*Source document*:

****************************************

Turkish weightlifter (born 2003)

Cansu Bektaş (born 23 November 2003) is a Turkish weightlifter competing in the 45 kg division. She is three-time European (2023, 2024 and 2025) champion and European Youth, Juniors and U23 record holder.

== Sport career ==
Bektaş won the silver medal in the women's 45 kg event at the 2022 European Weightlifting Championships held in Tirana, Albania. She took three silver medals at the 2021 Islamic Solidarity Games in Konya, Turkey. At the e 2023 European Weightlifting Championships in Yerevan, Armenia, she captured three gold medals in snatch, clean&jerk and total, breakinge European records for Juniors with 72 kg in snatch, 90 in clean&jerk and 162 kg in total. At the 2024 European Weightlifting Championships in Sofia, Bulgaria, she won the gold medal in the Snatch event with 75 kg, the silver medal in the Clean & Jerk event with 88 kg and the gold medal in total with 163 kg. Her total lift became the new European U23 record.

Cansu Bektaş became the European Champion for the third time at the 2025 European Weightlifting Championships in Chișinău, Moldova, winning the silver medal with 76 kg in the snatch, silver with 90 kg in the clean & jerk and gold with 166 kg in total.

****************************************

*Tasks to carry out*:
(1) From the article on Cansu Bektaş, repeat word for word the part that opens with the words containing "Turkish weightlifter (born" and closes with "U23 record holder.".
(2) Turn the paragraph of the Cansu Bektaş article beginning "Cansu Bektaş became the European Champion" into a short list that keeps its main facts.
(3) Answer these questions using the article on Cansu Bektaş:
(a) In which weight division does she compete?
(b) Where were the 2022 European Weightlifting Championships held?
(c) How many silver medals did she take at the 2021 Islamic Solidarity Games?

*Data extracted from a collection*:
****************************************

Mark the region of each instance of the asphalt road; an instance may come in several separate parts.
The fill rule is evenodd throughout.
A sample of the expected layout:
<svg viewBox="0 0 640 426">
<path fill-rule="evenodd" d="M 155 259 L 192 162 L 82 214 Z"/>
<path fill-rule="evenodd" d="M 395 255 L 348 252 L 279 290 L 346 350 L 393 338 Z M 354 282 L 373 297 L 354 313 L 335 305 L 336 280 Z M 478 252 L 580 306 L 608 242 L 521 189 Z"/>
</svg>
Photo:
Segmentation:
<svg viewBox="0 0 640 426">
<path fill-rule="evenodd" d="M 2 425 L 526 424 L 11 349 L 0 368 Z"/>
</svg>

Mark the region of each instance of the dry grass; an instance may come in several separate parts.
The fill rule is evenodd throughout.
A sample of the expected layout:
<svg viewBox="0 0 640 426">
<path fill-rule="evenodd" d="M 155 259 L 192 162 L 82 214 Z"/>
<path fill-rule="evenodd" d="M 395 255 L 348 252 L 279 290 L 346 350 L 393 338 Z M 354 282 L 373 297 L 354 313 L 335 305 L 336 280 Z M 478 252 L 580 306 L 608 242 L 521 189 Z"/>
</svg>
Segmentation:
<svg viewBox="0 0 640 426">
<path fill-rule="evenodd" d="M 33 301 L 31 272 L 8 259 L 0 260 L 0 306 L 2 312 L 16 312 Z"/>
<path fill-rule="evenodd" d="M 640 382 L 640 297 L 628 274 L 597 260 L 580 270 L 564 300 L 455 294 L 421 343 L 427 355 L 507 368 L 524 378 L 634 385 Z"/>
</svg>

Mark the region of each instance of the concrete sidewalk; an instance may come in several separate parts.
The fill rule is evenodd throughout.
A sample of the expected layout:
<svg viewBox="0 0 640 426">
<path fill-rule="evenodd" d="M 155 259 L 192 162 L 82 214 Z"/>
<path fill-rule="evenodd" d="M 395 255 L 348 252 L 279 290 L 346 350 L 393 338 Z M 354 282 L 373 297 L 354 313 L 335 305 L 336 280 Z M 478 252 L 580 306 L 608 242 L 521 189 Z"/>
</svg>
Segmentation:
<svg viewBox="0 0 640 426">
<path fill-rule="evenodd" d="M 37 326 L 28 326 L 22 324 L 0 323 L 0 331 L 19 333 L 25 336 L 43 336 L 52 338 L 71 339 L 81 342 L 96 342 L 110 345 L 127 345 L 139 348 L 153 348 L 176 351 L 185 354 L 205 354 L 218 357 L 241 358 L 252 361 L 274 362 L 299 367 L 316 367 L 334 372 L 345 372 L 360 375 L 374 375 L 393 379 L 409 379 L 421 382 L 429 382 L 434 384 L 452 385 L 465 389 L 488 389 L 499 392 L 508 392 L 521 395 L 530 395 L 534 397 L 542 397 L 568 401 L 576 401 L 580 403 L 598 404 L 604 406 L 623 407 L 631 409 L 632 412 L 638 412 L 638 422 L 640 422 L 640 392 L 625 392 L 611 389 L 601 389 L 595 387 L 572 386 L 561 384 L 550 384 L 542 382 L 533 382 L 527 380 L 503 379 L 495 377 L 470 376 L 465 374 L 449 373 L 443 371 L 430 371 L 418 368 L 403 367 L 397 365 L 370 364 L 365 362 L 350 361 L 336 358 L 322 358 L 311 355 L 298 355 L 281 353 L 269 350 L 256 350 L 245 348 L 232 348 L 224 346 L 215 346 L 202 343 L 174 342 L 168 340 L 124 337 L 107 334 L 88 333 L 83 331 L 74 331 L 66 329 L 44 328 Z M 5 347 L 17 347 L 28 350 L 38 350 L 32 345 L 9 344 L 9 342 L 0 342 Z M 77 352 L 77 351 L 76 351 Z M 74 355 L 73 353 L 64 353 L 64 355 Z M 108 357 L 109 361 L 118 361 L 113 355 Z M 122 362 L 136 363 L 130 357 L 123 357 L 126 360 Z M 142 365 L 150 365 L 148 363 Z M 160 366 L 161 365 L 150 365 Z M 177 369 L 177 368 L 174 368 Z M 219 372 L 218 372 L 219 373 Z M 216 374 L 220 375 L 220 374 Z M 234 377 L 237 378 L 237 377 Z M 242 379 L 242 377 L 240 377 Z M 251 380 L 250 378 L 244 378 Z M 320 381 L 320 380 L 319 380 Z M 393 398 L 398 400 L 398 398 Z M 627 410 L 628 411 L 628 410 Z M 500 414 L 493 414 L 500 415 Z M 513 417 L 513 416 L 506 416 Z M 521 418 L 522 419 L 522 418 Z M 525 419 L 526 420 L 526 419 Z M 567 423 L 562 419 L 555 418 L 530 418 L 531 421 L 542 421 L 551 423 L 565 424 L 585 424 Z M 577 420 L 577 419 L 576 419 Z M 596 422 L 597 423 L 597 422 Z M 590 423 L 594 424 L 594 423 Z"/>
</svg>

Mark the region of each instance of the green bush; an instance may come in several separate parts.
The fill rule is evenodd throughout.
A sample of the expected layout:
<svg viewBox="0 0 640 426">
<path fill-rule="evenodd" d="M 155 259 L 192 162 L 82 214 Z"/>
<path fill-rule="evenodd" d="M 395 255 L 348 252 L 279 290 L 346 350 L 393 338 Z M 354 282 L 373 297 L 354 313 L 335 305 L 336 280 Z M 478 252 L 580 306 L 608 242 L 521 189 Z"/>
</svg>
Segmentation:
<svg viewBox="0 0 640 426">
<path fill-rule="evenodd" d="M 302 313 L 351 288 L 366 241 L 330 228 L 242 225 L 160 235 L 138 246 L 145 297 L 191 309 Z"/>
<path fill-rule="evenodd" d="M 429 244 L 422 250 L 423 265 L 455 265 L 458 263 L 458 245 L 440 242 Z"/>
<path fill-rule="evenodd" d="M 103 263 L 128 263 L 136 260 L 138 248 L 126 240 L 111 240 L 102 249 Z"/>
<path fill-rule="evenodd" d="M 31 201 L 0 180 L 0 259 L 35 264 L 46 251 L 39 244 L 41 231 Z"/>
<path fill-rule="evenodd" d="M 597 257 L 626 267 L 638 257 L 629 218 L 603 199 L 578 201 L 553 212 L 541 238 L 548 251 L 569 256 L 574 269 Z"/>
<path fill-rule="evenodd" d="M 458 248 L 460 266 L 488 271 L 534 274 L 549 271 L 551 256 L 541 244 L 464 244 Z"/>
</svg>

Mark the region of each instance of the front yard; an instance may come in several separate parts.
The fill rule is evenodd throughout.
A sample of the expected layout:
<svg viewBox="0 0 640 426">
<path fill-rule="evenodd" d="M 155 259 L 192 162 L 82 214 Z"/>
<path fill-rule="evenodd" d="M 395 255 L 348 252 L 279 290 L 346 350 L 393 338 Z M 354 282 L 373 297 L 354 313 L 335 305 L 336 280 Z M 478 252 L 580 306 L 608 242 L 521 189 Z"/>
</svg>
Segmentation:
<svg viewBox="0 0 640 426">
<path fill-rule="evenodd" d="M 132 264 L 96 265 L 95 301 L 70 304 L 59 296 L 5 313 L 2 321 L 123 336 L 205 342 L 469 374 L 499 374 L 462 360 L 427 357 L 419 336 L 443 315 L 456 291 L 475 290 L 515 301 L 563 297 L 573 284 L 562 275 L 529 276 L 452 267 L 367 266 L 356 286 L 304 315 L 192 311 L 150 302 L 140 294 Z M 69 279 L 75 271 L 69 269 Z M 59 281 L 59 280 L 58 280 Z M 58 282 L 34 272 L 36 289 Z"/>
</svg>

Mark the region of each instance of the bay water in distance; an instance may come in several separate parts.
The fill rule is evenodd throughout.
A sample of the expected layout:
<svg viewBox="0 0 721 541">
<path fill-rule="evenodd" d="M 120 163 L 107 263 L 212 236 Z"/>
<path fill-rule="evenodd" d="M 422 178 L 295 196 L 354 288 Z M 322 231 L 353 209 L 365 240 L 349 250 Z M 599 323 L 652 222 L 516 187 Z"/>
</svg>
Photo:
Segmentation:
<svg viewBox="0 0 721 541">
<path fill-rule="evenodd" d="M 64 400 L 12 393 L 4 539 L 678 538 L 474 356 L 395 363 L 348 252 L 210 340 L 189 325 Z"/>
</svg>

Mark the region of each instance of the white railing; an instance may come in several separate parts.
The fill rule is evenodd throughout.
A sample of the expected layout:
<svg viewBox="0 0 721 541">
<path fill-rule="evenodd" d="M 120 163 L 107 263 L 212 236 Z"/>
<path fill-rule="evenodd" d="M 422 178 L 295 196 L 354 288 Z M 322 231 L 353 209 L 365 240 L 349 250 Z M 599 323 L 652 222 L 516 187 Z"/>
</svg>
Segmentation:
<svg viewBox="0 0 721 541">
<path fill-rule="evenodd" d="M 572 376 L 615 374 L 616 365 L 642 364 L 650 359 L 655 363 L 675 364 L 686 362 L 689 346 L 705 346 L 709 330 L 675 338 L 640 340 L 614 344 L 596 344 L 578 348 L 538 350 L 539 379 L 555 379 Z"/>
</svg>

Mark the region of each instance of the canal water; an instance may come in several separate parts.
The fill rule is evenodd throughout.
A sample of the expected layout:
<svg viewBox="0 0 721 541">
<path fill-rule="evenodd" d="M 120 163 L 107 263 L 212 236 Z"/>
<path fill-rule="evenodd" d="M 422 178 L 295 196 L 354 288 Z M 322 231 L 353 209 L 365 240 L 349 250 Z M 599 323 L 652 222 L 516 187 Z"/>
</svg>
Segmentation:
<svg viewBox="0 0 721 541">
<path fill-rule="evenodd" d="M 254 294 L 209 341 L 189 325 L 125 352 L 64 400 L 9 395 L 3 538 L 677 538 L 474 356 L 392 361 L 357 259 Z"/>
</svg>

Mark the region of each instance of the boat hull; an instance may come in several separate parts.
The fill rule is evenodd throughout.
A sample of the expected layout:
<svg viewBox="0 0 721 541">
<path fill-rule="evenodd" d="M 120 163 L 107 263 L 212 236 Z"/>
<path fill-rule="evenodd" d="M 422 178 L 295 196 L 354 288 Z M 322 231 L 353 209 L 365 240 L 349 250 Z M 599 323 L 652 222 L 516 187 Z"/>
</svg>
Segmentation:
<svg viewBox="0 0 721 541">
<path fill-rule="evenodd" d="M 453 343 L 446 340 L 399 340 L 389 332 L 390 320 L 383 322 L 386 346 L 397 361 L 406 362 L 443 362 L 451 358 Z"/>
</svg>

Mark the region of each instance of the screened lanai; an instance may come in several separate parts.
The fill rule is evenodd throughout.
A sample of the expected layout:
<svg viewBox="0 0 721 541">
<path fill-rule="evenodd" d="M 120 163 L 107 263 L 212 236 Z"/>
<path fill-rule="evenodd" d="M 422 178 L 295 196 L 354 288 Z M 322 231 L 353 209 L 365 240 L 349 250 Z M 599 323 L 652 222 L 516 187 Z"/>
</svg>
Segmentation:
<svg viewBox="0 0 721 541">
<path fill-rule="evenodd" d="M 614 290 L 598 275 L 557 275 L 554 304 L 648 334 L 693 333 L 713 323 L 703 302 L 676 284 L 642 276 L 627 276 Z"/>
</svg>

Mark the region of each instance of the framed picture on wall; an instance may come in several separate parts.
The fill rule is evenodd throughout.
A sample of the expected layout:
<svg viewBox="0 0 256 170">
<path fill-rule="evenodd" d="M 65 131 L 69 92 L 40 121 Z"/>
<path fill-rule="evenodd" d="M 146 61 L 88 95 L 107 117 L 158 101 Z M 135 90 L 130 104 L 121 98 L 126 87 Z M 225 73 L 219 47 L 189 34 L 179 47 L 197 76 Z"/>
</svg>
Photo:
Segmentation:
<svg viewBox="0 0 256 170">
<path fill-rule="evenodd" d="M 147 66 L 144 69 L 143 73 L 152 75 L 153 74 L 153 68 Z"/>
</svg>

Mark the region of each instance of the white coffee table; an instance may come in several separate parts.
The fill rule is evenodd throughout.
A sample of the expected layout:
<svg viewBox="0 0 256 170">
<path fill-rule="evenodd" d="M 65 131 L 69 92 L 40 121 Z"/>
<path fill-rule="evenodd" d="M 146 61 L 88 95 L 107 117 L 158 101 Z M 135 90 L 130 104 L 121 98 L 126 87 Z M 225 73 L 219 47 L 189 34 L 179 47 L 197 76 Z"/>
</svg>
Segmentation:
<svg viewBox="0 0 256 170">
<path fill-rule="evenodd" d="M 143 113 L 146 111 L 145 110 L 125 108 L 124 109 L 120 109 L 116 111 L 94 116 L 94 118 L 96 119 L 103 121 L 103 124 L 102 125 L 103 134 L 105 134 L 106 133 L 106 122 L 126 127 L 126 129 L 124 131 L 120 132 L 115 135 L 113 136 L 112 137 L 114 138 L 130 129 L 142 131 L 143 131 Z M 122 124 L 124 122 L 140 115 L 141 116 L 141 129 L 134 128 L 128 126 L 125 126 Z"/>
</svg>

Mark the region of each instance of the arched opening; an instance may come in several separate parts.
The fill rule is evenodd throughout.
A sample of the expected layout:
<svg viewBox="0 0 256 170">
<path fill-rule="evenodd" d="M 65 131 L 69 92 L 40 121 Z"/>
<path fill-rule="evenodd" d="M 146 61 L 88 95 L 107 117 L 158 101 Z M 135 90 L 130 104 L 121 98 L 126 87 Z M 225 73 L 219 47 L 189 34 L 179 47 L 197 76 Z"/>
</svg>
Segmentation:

****************************************

*Responses for each task*:
(1)
Turkish weightlifter (born 2003)

Cansu Bektaş (born 23 November 2003) is a Turkish weightlifter competing in the 45 kg division. She is three-time European (2023, 2024 and 2025) champion and European Youth, Juniors and U23 record holder.

(2)
- Third European title, at the 2025 European Weightlifting Championships in Chișinău, Moldova
- Snatch: silver, 76 kg
- Clean & jerk: silver, 90 kg
- Total: gold, 166 kg

(3)
(a) The 45 kg division.
(b) In Tirana, Albania.
(c) Three.